Problem statement. Update the items from the line with "Target: pasture" up to and including the line with "x=210, y=77" by replacing "Format sample" with "Sample format" and leaving all else unchanged. Return only those lines.

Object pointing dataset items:
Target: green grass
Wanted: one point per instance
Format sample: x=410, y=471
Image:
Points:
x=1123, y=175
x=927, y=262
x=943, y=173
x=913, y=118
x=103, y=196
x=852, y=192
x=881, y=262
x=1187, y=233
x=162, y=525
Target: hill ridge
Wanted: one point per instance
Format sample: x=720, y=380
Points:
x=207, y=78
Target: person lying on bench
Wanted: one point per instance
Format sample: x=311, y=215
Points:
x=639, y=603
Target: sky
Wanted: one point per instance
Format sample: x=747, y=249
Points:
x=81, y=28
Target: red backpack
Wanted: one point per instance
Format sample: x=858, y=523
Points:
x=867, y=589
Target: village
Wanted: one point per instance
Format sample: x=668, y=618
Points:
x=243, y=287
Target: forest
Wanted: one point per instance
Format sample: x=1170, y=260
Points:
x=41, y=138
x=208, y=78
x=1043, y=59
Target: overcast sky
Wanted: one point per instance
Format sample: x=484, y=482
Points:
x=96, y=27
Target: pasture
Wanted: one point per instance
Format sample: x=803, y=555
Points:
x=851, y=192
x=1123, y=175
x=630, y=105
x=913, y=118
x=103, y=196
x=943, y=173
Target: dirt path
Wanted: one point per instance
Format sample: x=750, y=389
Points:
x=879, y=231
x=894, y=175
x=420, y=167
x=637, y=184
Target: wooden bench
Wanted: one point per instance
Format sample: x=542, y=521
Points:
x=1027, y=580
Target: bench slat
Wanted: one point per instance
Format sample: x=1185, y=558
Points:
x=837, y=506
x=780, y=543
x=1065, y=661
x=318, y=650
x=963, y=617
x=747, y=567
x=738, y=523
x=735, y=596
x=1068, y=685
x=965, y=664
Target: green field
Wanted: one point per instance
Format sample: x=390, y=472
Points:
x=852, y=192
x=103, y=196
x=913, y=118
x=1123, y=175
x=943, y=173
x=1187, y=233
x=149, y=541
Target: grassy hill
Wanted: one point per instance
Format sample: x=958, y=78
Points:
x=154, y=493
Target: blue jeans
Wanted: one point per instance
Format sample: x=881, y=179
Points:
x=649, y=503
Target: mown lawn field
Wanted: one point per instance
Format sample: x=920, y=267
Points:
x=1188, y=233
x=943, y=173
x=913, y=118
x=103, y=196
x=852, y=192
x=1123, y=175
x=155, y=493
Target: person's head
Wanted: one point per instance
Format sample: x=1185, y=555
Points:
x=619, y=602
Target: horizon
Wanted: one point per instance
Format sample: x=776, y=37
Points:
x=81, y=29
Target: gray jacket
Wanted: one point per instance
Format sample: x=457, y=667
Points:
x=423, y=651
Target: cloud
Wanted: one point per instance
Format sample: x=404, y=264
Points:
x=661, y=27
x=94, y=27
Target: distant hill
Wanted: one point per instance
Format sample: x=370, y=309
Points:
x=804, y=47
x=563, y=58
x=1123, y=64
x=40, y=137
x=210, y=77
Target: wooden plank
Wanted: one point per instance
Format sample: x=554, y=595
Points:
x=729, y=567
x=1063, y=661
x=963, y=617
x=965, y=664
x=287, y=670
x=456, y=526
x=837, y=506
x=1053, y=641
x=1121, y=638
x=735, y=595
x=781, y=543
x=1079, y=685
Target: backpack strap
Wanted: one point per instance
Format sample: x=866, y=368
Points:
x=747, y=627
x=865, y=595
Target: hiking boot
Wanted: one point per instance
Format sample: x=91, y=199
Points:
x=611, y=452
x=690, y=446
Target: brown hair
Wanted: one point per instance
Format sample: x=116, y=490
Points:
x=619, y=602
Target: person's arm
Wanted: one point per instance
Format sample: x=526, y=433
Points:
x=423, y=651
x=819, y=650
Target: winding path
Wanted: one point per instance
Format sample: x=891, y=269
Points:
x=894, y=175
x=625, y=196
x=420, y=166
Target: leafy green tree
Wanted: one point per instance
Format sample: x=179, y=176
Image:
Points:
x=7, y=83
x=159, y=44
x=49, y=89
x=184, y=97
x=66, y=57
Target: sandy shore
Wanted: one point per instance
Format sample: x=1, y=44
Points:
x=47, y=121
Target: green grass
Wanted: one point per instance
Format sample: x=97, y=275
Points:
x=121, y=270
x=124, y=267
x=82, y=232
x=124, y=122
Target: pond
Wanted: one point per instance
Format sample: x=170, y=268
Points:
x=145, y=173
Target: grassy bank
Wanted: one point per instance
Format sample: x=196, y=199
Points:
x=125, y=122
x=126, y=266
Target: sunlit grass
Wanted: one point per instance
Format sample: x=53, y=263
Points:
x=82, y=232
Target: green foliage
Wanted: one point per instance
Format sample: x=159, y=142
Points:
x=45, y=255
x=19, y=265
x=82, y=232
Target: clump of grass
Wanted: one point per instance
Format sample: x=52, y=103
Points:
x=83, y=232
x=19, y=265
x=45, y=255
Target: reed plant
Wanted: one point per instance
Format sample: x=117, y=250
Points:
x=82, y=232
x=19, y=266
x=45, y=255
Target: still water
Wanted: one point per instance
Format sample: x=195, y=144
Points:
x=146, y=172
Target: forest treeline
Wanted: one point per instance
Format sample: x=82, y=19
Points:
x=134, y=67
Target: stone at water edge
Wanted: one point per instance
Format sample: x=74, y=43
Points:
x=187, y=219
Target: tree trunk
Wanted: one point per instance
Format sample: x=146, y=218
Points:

Answer to the exercise.
Target: pasture
Wanted: one point per instance
Sample format: x=803, y=555
Points:
x=851, y=192
x=1123, y=175
x=630, y=105
x=913, y=118
x=103, y=196
x=943, y=173
Target: dirt path
Wanted: one point per instance
Sample format: x=750, y=389
Points:
x=879, y=231
x=894, y=175
x=420, y=167
x=637, y=184
Target: wooden bench
Wanted: one point per instance
Sample format: x=542, y=521
Points:
x=1027, y=580
Target: bench slat
Wanted: one point per instance
Sample format: x=1185, y=558
Points:
x=837, y=506
x=780, y=543
x=1065, y=661
x=318, y=650
x=963, y=617
x=747, y=567
x=738, y=523
x=735, y=596
x=1068, y=685
x=965, y=664
Target: green field
Wanted: one point per instance
Sample format: x=390, y=472
Points:
x=852, y=192
x=103, y=196
x=913, y=118
x=1123, y=175
x=943, y=173
x=1187, y=233
x=149, y=541
Target: grassy hill
Wanted: one point per instance
Sample format: x=958, y=78
Points:
x=154, y=493
Target: blue jeans
Wanted: one point per instance
Sample format: x=881, y=179
Points:
x=649, y=503
Target: mown lawn field
Wanted: one point per instance
Sample format: x=920, y=267
Points:
x=1188, y=233
x=943, y=173
x=913, y=118
x=103, y=196
x=852, y=192
x=1123, y=175
x=155, y=493
Target: person's head
Wanted: one point per instance
Sample format: x=1185, y=555
Points:
x=619, y=602
Target: horizon
Wanted: one point per instance
Sample format: x=776, y=37
Points:
x=81, y=29
Target: gray jacket
Wanted: one point per instance
Sample format: x=457, y=667
Points:
x=423, y=651
Target: cloud
Wanted: one point per instance
Sample format: x=404, y=264
Points:
x=661, y=27
x=94, y=27
Target: distant hill
Wanted: one point per instance
Sample format: x=370, y=309
Points:
x=804, y=47
x=563, y=58
x=1123, y=64
x=40, y=137
x=210, y=77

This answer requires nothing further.